• **YOUR GOAL**: Reproduce the records below exactly, but only between the lines holding "321, row 185" and "205, row 129", inclusive.
=== Section Start ===
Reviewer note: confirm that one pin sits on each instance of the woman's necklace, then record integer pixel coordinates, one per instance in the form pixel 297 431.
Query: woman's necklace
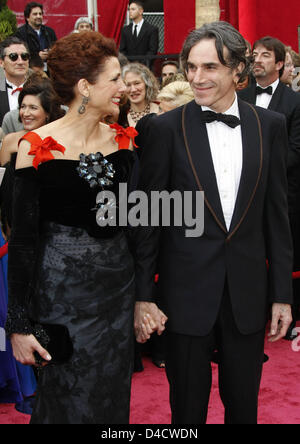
pixel 137 115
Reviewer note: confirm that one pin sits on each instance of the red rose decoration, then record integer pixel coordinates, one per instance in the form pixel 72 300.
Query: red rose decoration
pixel 124 136
pixel 41 149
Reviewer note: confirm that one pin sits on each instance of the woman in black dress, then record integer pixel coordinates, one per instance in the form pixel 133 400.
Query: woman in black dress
pixel 71 282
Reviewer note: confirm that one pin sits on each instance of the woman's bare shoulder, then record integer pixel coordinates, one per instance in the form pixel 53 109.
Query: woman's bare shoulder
pixel 9 146
pixel 24 159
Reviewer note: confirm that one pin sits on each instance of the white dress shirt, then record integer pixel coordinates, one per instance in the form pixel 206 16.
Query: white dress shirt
pixel 13 98
pixel 264 99
pixel 139 27
pixel 227 155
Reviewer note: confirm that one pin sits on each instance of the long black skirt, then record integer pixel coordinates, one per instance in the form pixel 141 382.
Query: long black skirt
pixel 87 285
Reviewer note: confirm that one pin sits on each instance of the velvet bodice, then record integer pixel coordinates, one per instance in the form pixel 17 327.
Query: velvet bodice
pixel 67 199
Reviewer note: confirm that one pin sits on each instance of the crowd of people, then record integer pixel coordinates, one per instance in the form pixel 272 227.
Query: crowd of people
pixel 78 118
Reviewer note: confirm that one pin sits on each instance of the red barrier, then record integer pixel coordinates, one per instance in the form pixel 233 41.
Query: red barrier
pixel 3 250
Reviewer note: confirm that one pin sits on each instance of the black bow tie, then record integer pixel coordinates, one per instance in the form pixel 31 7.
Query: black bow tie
pixel 260 90
pixel 210 116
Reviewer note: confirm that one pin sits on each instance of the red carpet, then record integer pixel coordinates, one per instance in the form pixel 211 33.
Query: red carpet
pixel 279 396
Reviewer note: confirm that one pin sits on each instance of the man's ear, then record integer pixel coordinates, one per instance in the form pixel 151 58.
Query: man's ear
pixel 279 65
pixel 83 87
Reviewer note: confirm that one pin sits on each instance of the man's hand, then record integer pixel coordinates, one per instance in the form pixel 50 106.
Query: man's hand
pixel 147 319
pixel 281 320
pixel 24 348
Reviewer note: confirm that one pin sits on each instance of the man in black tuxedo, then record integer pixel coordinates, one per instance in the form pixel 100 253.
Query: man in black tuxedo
pixel 269 92
pixel 140 37
pixel 38 37
pixel 14 63
pixel 216 290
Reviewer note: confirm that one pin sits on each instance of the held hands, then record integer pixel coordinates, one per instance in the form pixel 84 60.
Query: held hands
pixel 24 348
pixel 148 318
pixel 281 320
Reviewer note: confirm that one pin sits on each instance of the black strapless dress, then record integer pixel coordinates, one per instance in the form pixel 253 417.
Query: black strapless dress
pixel 65 269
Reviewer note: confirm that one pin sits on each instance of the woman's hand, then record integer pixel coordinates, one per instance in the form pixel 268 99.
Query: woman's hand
pixel 147 319
pixel 24 347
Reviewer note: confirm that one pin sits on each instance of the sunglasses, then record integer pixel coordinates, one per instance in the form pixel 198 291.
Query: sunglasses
pixel 14 56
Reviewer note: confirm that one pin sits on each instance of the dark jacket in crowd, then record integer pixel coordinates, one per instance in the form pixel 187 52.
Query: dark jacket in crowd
pixel 145 44
pixel 28 35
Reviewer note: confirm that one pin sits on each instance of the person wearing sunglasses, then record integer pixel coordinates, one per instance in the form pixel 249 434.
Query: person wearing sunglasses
pixel 14 62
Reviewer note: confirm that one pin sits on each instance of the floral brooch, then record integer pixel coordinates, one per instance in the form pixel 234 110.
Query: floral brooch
pixel 96 170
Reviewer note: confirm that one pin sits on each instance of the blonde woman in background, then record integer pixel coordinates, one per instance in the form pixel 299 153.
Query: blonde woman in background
pixel 141 90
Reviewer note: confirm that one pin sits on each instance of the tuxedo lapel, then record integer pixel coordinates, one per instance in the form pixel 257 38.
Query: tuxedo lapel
pixel 250 94
pixel 4 105
pixel 252 164
pixel 197 145
pixel 276 98
pixel 142 31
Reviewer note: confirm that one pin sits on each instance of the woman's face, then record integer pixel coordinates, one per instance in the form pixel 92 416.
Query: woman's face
pixel 106 93
pixel 135 88
pixel 32 114
pixel 165 106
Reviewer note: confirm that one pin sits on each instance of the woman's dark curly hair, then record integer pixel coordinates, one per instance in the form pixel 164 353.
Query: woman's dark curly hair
pixel 78 56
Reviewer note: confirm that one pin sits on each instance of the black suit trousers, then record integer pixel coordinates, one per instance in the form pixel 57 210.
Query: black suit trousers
pixel 188 366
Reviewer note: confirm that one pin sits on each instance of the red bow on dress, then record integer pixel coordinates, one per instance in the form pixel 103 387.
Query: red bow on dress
pixel 16 90
pixel 124 136
pixel 41 148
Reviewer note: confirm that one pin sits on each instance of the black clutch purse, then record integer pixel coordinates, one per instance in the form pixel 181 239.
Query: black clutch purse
pixel 55 338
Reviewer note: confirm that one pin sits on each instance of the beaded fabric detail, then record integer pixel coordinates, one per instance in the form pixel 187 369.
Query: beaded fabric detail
pixel 96 170
pixel 137 115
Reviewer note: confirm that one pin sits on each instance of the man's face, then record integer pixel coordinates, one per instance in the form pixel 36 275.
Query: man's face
pixel 15 70
pixel 135 11
pixel 265 66
pixel 213 84
pixel 35 18
pixel 168 71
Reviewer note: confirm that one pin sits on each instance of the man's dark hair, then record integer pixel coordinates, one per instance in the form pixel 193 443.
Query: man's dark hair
pixel 225 35
pixel 29 7
pixel 11 40
pixel 275 45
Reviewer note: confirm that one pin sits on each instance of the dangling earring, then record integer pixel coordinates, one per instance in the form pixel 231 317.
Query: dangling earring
pixel 82 108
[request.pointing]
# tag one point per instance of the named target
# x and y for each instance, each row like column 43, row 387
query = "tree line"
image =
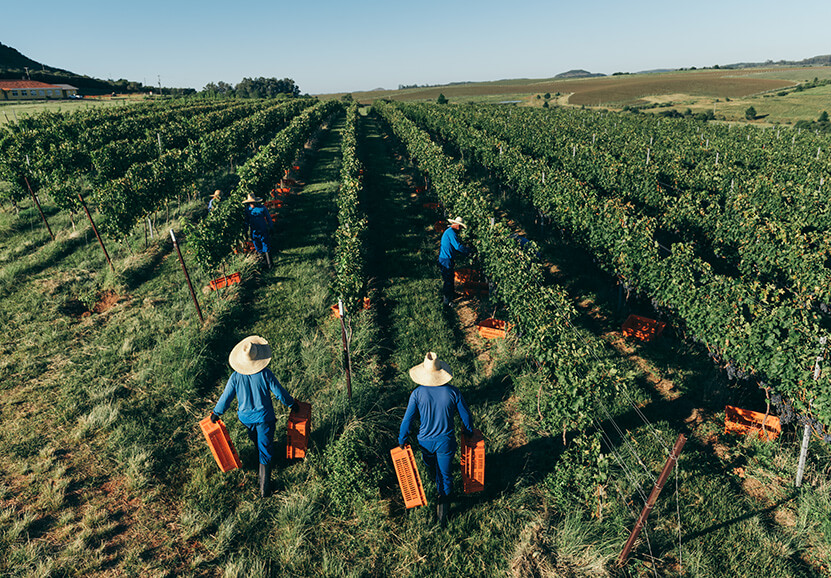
column 260, row 87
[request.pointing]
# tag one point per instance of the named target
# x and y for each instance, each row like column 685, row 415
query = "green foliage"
column 353, row 470
column 752, row 324
column 350, row 277
column 582, row 471
column 212, row 239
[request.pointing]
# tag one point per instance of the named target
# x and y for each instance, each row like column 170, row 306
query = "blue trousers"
column 448, row 287
column 262, row 434
column 438, row 456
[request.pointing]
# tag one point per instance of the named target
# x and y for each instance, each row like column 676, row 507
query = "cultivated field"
column 720, row 232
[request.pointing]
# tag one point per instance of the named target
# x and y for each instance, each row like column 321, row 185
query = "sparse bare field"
column 699, row 90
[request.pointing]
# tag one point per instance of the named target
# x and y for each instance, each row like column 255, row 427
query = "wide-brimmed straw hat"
column 250, row 356
column 432, row 372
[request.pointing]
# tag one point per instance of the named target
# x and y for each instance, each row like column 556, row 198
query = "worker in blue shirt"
column 252, row 384
column 435, row 402
column 214, row 199
column 258, row 219
column 450, row 247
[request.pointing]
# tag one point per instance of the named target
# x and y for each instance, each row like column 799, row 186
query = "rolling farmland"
column 578, row 219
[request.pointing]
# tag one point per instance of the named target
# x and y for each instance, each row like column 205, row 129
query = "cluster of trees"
column 260, row 87
column 822, row 124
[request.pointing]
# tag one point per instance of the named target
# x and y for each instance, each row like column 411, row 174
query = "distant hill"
column 12, row 62
column 13, row 66
column 824, row 60
column 578, row 74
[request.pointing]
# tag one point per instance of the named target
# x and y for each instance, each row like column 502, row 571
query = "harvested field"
column 624, row 89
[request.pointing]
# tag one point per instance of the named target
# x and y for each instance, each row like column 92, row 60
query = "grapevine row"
column 350, row 280
column 582, row 372
column 213, row 238
column 754, row 326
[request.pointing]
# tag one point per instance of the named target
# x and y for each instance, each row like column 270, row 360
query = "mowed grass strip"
column 90, row 365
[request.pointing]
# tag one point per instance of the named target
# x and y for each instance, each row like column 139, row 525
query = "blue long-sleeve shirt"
column 253, row 393
column 435, row 407
column 450, row 246
column 258, row 218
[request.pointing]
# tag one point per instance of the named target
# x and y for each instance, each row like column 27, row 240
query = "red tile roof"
column 16, row 84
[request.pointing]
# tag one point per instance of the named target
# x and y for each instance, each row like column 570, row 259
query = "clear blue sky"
column 329, row 46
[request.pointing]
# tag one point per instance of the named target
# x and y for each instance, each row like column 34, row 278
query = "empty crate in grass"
column 408, row 478
column 642, row 328
column 246, row 247
column 467, row 275
column 336, row 310
column 299, row 427
column 744, row 421
column 493, row 328
column 221, row 445
column 473, row 462
column 223, row 282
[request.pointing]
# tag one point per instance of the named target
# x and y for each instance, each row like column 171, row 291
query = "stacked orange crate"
column 745, row 421
column 408, row 478
column 642, row 328
column 473, row 462
column 299, row 428
column 221, row 445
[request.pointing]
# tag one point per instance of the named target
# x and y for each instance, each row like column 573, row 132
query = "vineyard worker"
column 436, row 402
column 214, row 199
column 252, row 384
column 450, row 247
column 260, row 223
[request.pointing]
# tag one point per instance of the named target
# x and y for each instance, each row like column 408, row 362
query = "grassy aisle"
column 86, row 372
column 484, row 530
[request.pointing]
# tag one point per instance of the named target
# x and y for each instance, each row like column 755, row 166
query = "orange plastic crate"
column 744, row 421
column 493, row 328
column 225, row 281
column 408, row 478
column 473, row 462
column 466, row 275
column 299, row 429
column 642, row 328
column 336, row 310
column 221, row 445
column 247, row 247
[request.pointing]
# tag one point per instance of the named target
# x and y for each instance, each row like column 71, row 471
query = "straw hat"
column 250, row 356
column 432, row 372
column 252, row 199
=== Section End ===
• **RESULT OF THIS EXERCISE**:
# x and y for each instance, each row like column 321, row 185
query = "sparse bare field"
column 699, row 90
[request.pointing]
# tag one point per instance of the named target
# x and y for each instance, each row like column 255, row 427
query = "wide-brimmed straw hat"
column 250, row 356
column 432, row 372
[request.pointing]
# tag one point per instance of the named target
# x and y for each instance, each row like column 556, row 198
query = "worker in blue shirt"
column 252, row 384
column 435, row 402
column 214, row 199
column 258, row 219
column 450, row 247
[request.pointing]
# tag one point per instance of the named target
# x and y for each instance, each row like column 799, row 186
query = "rolling farmland"
column 578, row 219
[request.pointing]
# tag one point per instance of the named target
# x and y for each instance, each row like column 205, row 129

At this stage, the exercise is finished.